Echo the data below word for word, beginning at its start and stopping after the line that contains "box: [187, 128, 202, 149]". Leave the pictures out of your answer.

--

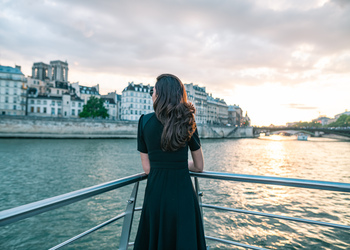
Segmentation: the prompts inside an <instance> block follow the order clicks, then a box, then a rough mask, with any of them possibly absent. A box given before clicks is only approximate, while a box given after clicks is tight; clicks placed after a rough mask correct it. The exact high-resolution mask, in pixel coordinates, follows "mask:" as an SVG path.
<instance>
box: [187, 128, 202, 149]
mask: <svg viewBox="0 0 350 250" xmlns="http://www.w3.org/2000/svg"><path fill="white" fill-rule="evenodd" d="M188 146H189V147H190V150H191V151H196V150H198V149H200V147H201V142H200V140H199V135H198V130H197V129H196V131H194V133H193V135H192V137H191V139H190V141H189V142H188Z"/></svg>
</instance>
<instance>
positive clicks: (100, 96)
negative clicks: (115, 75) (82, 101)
mask: <svg viewBox="0 0 350 250" xmlns="http://www.w3.org/2000/svg"><path fill="white" fill-rule="evenodd" d="M78 96H79V97H80V98H81V99H83V100H84V104H86V103H87V101H88V100H89V99H90V97H91V96H95V97H96V98H101V95H100V85H99V84H97V85H96V86H92V87H87V86H81V85H79V92H78Z"/></svg>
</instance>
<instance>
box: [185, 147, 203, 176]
mask: <svg viewBox="0 0 350 250" xmlns="http://www.w3.org/2000/svg"><path fill="white" fill-rule="evenodd" d="M191 155H192V159H193V161H188V169H189V170H190V171H192V172H203V169H204V158H203V152H202V148H199V149H198V150H196V151H191Z"/></svg>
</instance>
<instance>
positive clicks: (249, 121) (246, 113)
mask: <svg viewBox="0 0 350 250" xmlns="http://www.w3.org/2000/svg"><path fill="white" fill-rule="evenodd" d="M250 125H251V120H250V118H249V116H248V112H247V111H246V112H245V116H244V117H243V123H242V126H245V127H249V126H250Z"/></svg>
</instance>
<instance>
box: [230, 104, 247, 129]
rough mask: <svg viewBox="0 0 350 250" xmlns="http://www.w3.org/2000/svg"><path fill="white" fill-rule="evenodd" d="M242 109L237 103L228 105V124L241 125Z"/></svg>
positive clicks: (241, 122) (237, 125) (234, 125)
mask: <svg viewBox="0 0 350 250" xmlns="http://www.w3.org/2000/svg"><path fill="white" fill-rule="evenodd" d="M242 114H243V111H242V109H241V107H240V106H239V105H236V104H234V105H229V106H228V124H231V126H236V127H240V126H241V125H242V118H243V115H242Z"/></svg>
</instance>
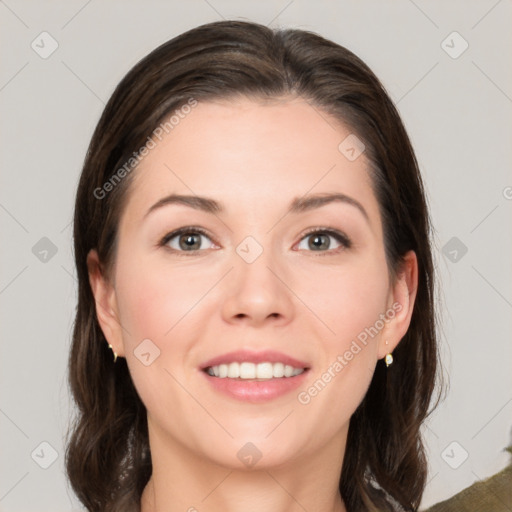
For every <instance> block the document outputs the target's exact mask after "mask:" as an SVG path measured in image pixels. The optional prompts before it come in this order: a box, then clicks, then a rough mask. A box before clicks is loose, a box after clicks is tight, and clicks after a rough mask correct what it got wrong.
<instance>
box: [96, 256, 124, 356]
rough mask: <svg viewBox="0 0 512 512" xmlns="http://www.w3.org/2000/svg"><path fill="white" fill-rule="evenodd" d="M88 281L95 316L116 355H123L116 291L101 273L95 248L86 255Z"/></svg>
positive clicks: (100, 270)
mask: <svg viewBox="0 0 512 512" xmlns="http://www.w3.org/2000/svg"><path fill="white" fill-rule="evenodd" d="M87 269H88V272H89V283H90V285H91V290H92V293H93V295H94V301H95V303H96V316H97V318H98V323H99V324H100V327H101V330H102V331H103V334H104V335H105V338H106V339H107V341H108V343H109V344H110V345H112V348H113V350H114V352H116V353H117V355H118V356H124V344H123V337H122V328H121V324H120V322H119V314H118V310H117V302H116V291H115V288H114V286H113V285H112V284H111V283H110V281H109V280H108V279H107V278H106V276H105V275H104V274H103V270H102V265H101V263H100V261H99V257H98V253H97V251H96V249H91V250H90V251H89V254H88V255H87Z"/></svg>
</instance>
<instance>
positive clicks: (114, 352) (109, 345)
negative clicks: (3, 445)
mask: <svg viewBox="0 0 512 512" xmlns="http://www.w3.org/2000/svg"><path fill="white" fill-rule="evenodd" d="M108 348H110V350H112V352H114V347H112V345H111V344H110V343H109V344H108ZM116 360H117V354H116V352H114V363H115V362H116Z"/></svg>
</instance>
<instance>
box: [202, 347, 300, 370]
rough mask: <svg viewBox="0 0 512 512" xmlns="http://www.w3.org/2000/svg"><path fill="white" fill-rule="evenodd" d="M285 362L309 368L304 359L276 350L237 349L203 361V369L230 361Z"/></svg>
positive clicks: (285, 364)
mask: <svg viewBox="0 0 512 512" xmlns="http://www.w3.org/2000/svg"><path fill="white" fill-rule="evenodd" d="M234 362H236V363H254V364H258V363H283V364H285V365H286V364H287V365H290V366H293V367H294V368H309V365H308V364H307V363H305V362H304V361H300V360H299V359H296V358H294V357H291V356H288V355H286V354H283V353H282V352H277V351H275V350H264V351H260V352H251V351H249V350H236V351H234V352H228V353H226V354H222V355H221V356H217V357H214V358H213V359H210V360H208V361H206V362H205V363H203V364H202V365H201V369H202V370H205V369H206V368H210V367H211V366H218V365H220V364H228V363H234Z"/></svg>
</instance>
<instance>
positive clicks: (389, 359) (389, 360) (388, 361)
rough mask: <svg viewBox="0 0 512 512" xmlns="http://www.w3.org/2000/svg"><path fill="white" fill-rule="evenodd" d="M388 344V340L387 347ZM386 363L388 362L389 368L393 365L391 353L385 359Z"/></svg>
mask: <svg viewBox="0 0 512 512" xmlns="http://www.w3.org/2000/svg"><path fill="white" fill-rule="evenodd" d="M387 344H388V340H386V345H387ZM384 361H385V362H386V367H388V366H389V365H390V364H392V363H393V356H392V355H391V353H389V354H386V357H385V358H384Z"/></svg>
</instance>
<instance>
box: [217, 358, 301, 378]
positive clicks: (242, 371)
mask: <svg viewBox="0 0 512 512" xmlns="http://www.w3.org/2000/svg"><path fill="white" fill-rule="evenodd" d="M207 371H208V374H209V375H211V376H212V377H219V378H220V379H225V378H229V379H238V378H240V379H272V378H281V377H295V376H296V375H300V374H301V373H303V372H304V368H294V367H293V366H290V365H288V364H283V363H258V364H254V363H247V362H245V363H229V364H219V365H218V366H210V367H209V368H208V370H207Z"/></svg>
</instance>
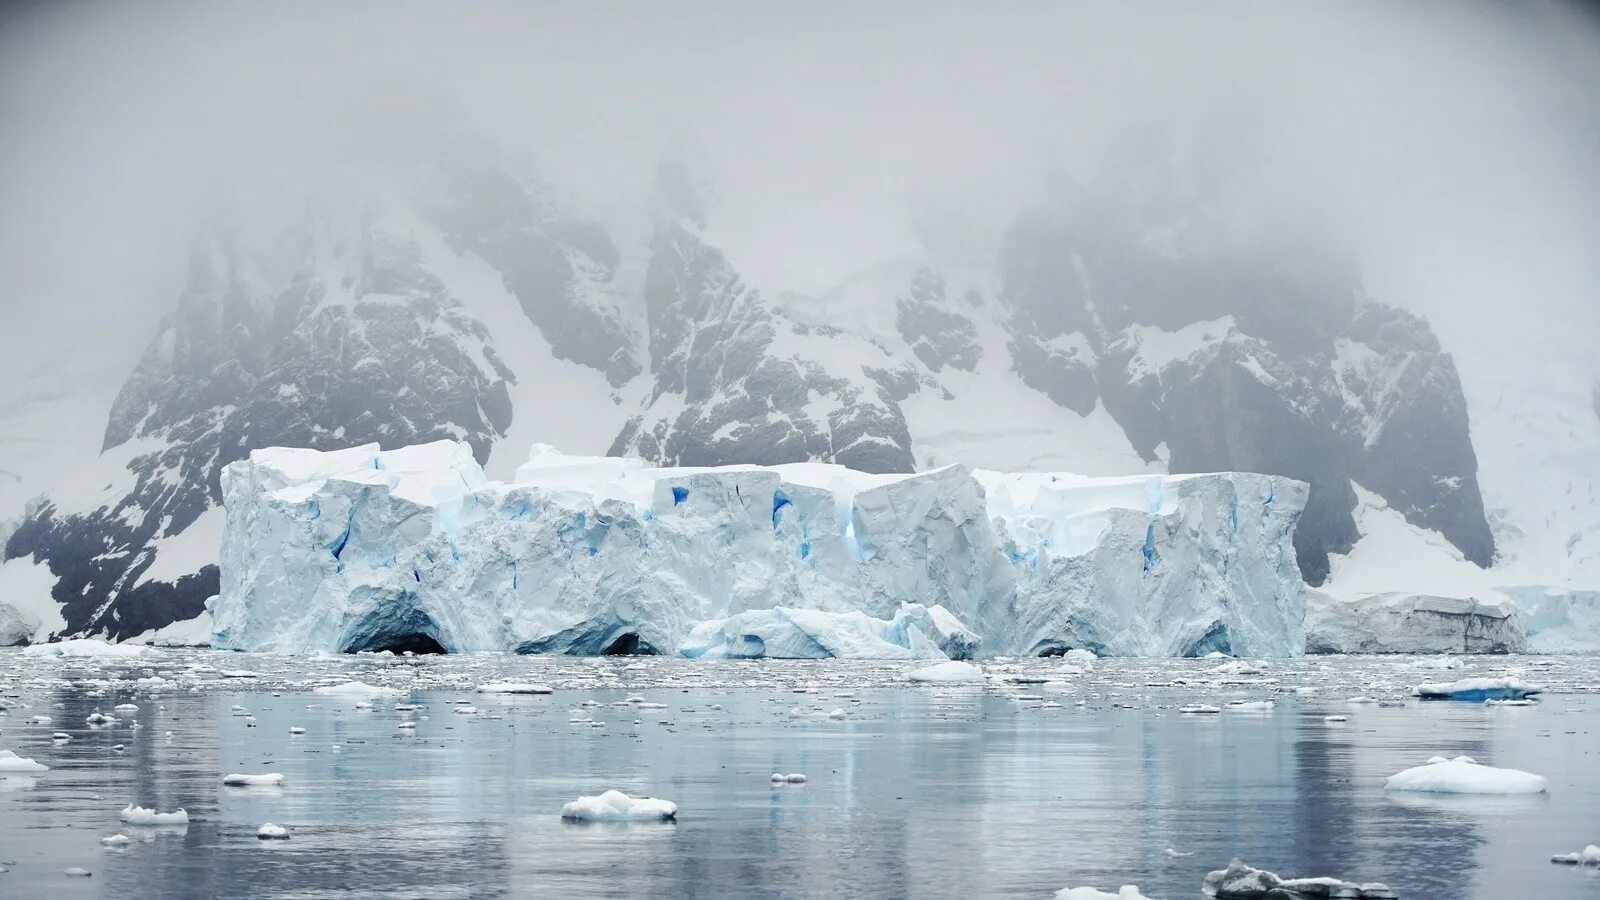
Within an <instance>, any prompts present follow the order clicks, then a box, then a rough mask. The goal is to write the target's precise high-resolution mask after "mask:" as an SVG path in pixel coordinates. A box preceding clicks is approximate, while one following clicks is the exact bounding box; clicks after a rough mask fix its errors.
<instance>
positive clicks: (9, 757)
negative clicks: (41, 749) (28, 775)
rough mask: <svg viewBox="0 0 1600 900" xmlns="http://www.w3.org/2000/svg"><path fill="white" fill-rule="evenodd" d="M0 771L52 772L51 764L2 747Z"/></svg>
mask: <svg viewBox="0 0 1600 900" xmlns="http://www.w3.org/2000/svg"><path fill="white" fill-rule="evenodd" d="M0 772H50V765H45V764H43V762H34V761H32V759H29V757H26V756H18V754H14V753H11V751H10V749H0Z"/></svg>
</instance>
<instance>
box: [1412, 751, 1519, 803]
mask: <svg viewBox="0 0 1600 900" xmlns="http://www.w3.org/2000/svg"><path fill="white" fill-rule="evenodd" d="M1547 785H1549V781H1546V778H1544V777H1542V775H1533V773H1531V772H1522V770H1517V769H1496V767H1493V765H1478V764H1477V761H1474V759H1472V757H1470V756H1458V757H1454V759H1443V757H1438V756H1435V757H1432V759H1430V761H1429V762H1427V764H1424V765H1416V767H1413V769H1406V770H1405V772H1398V773H1395V775H1390V777H1389V781H1387V783H1386V785H1384V788H1386V790H1389V791H1427V793H1438V794H1542V793H1544V790H1546V786H1547Z"/></svg>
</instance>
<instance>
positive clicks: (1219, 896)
mask: <svg viewBox="0 0 1600 900" xmlns="http://www.w3.org/2000/svg"><path fill="white" fill-rule="evenodd" d="M1203 890H1205V895H1206V897H1216V898H1218V900H1278V898H1283V900H1298V898H1306V900H1310V898H1314V897H1341V898H1352V900H1394V898H1397V897H1398V894H1395V892H1394V890H1390V889H1389V886H1387V884H1379V882H1370V884H1355V882H1350V881H1339V879H1338V878H1278V876H1277V874H1274V873H1270V871H1267V870H1259V868H1254V866H1248V865H1245V863H1243V862H1240V860H1234V862H1230V863H1227V868H1226V870H1216V871H1213V873H1210V874H1206V876H1205V882H1203Z"/></svg>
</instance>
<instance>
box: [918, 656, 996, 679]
mask: <svg viewBox="0 0 1600 900" xmlns="http://www.w3.org/2000/svg"><path fill="white" fill-rule="evenodd" d="M907 677H909V679H910V681H926V682H939V684H955V682H963V681H984V669H981V668H978V666H974V665H971V663H962V661H958V660H950V661H949V663H936V665H931V666H928V668H925V669H917V671H914V673H910V674H909V676H907Z"/></svg>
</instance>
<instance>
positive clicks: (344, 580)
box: [213, 440, 1307, 658]
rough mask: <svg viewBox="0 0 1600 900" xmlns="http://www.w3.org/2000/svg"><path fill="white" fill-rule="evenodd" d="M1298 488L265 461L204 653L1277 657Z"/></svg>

--

▶ TASK RESULT
Segmentation: the prompts inside an <instance> block follow the order clicks, then a box, then a rough mask, with any of them possibly absent. A box given before clicks is only approximate, while a box given after clicks is tight; clicks placed after a rough mask correct it. The exact high-resolution mask, in pixel coordinates, follows "mask:" as an SVG path.
<instance>
box: [187, 128, 202, 149]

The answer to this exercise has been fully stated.